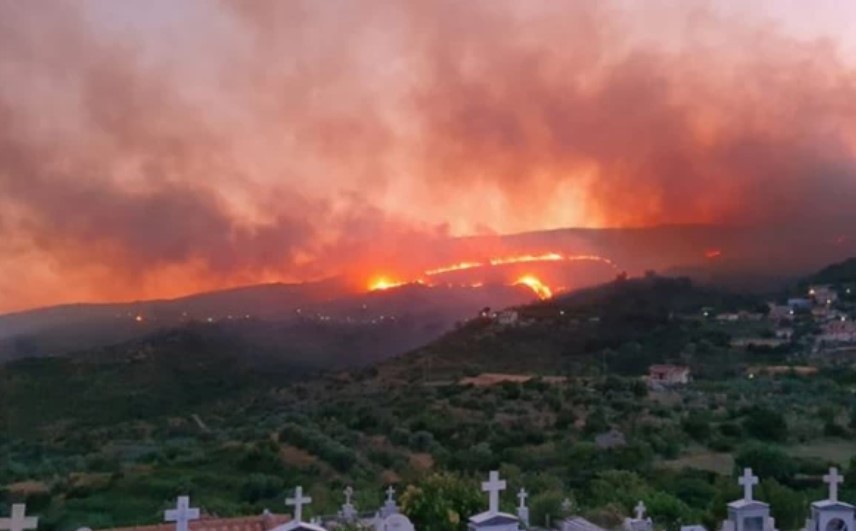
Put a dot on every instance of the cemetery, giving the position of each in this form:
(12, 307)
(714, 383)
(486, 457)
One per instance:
(745, 514)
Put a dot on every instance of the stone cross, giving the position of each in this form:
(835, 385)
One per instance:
(182, 514)
(748, 481)
(522, 495)
(493, 486)
(19, 520)
(833, 479)
(298, 502)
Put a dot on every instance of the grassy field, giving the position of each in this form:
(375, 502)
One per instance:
(833, 450)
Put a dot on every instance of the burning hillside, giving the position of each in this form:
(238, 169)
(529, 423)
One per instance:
(524, 269)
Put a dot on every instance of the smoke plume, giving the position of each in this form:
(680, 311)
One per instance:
(245, 141)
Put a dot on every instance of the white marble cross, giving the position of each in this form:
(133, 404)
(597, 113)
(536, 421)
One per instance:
(522, 495)
(640, 510)
(182, 514)
(493, 486)
(833, 479)
(298, 502)
(748, 481)
(19, 520)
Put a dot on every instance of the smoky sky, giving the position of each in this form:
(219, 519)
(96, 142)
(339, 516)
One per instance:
(264, 140)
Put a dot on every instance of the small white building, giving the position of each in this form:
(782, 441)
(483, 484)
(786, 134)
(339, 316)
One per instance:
(508, 317)
(785, 333)
(780, 313)
(838, 332)
(669, 374)
(823, 294)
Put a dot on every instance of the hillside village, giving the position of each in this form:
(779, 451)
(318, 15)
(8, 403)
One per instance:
(639, 390)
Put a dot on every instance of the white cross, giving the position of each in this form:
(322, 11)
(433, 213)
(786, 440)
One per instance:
(747, 481)
(19, 520)
(298, 502)
(833, 479)
(493, 487)
(522, 495)
(182, 514)
(640, 510)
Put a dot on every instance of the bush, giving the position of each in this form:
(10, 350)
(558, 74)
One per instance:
(766, 424)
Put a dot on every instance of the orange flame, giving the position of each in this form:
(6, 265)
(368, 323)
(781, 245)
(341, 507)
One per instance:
(521, 259)
(382, 283)
(463, 266)
(542, 290)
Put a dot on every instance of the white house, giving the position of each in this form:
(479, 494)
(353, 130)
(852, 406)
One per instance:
(669, 374)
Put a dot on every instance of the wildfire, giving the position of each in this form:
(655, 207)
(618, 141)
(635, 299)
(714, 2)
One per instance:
(382, 283)
(521, 259)
(542, 290)
(463, 266)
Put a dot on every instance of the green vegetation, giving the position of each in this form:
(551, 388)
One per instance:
(111, 437)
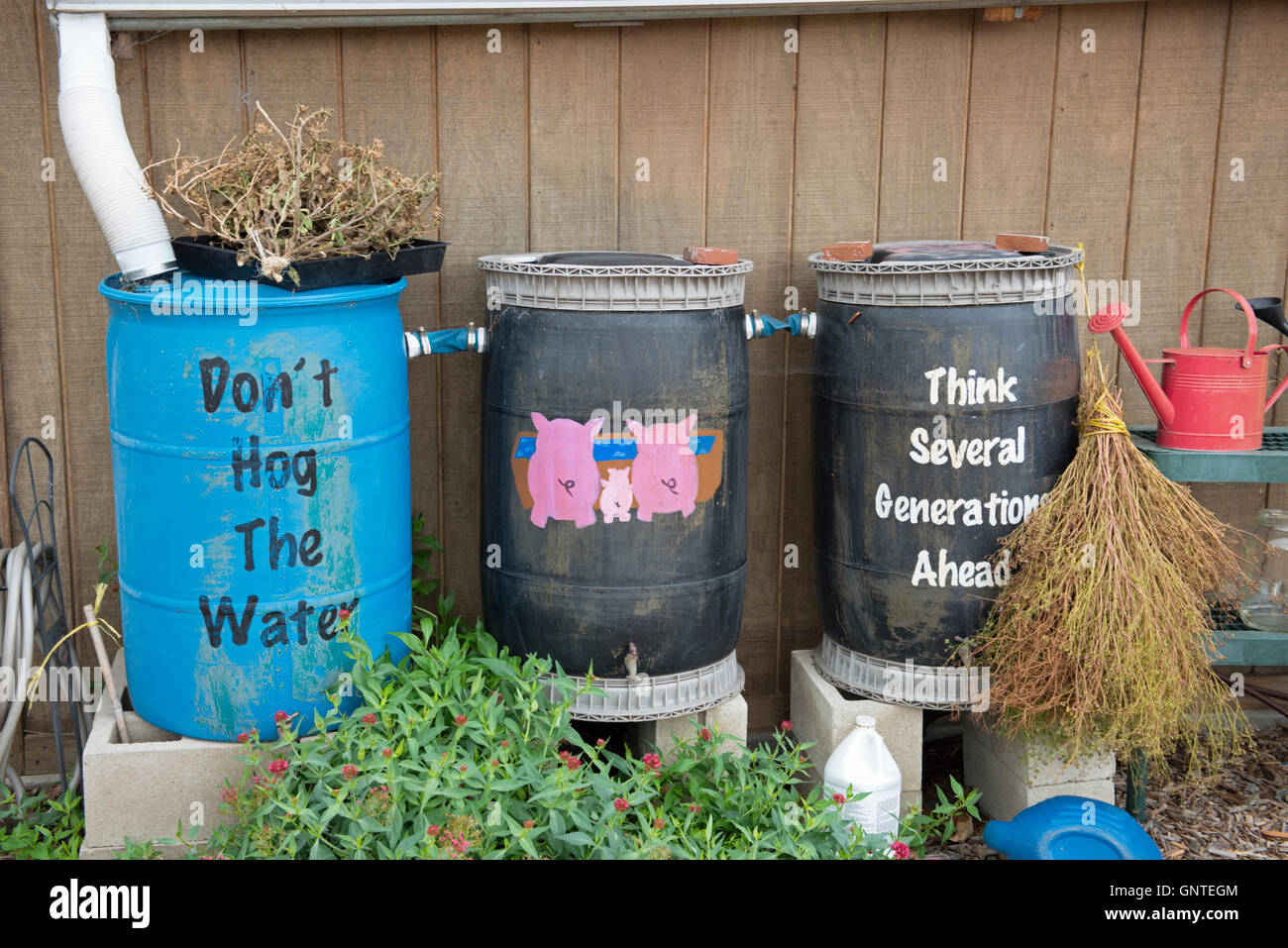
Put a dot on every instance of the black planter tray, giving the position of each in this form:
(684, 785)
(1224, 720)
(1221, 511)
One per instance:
(206, 258)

- [STATED EXERCISE]
Copy all of the data above, swapping "Put a dot on" for "Place a marker on" wherever it occurs and leaving everything else unchanged. Omit the pictures.

- [RESULT]
Place a marker on every instance of the cemetery, giving the position of each in this form:
(12, 307)
(714, 383)
(486, 457)
One per instance:
(745, 514)
Place a marker on every instance of the stone cross, giving the position of each in this form:
(835, 385)
One per instance:
(182, 514)
(748, 481)
(522, 495)
(493, 486)
(19, 520)
(833, 479)
(298, 502)
Place a marker on every instance of the grassy field, giving the position of each in this form:
(375, 502)
One per instance:
(833, 450)
Place a marker on every instance of the burning hillside, giving the position of each in this form:
(238, 169)
(529, 423)
One per instance:
(524, 269)
Place a marker on every instance of the smoke plume, giving the position of each in this form:
(680, 311)
One per instance:
(245, 141)
Place a marker on every instance of the white marble cross, giving the position of each in this form:
(133, 404)
(597, 113)
(536, 421)
One per instance:
(522, 495)
(640, 510)
(182, 514)
(493, 486)
(833, 479)
(298, 502)
(748, 481)
(19, 520)
Place a marker on every instance of the smoky sky, giving the position of each in this form:
(219, 519)
(96, 142)
(339, 516)
One per instance:
(264, 140)
Place a marker on every instance of the small white building, giving the position of each in this form:
(782, 441)
(483, 484)
(786, 134)
(339, 316)
One per instance:
(508, 317)
(785, 333)
(780, 313)
(838, 332)
(669, 374)
(823, 294)
Place a marker on every instance of the hillside village, giving the position of each in this form:
(779, 451)
(318, 15)
(8, 403)
One per instance:
(639, 390)
Place a marker on every instance of the white cross, giving the position of each in this form:
(322, 11)
(433, 213)
(786, 440)
One per instance:
(747, 481)
(19, 520)
(298, 502)
(833, 479)
(493, 487)
(522, 495)
(182, 514)
(640, 510)
Place a marker on every instance of the bush, giving the position of each in this form:
(10, 350)
(558, 74)
One per instance:
(766, 424)
Place a marker on every instance of the orange flame, giving the position of each in this form:
(6, 265)
(368, 323)
(781, 245)
(341, 507)
One per instance:
(521, 259)
(382, 283)
(463, 266)
(542, 290)
Place a marker on every instance of the white house, giving the position of each in this form:
(479, 494)
(353, 130)
(852, 406)
One per instance:
(669, 374)
Place a marker on every instance of the wildfire, giving the position of each in this form:
(655, 207)
(618, 141)
(635, 299)
(714, 2)
One per instance:
(382, 283)
(521, 259)
(542, 290)
(463, 266)
Place a marker on every instance of the green vegetation, giving the position of each in this form:
(551, 388)
One per instance:
(111, 437)
Place a marker on every instance of the black planter tray, giving the position of each in this form:
(684, 785)
(1224, 720)
(1221, 511)
One per instance:
(206, 258)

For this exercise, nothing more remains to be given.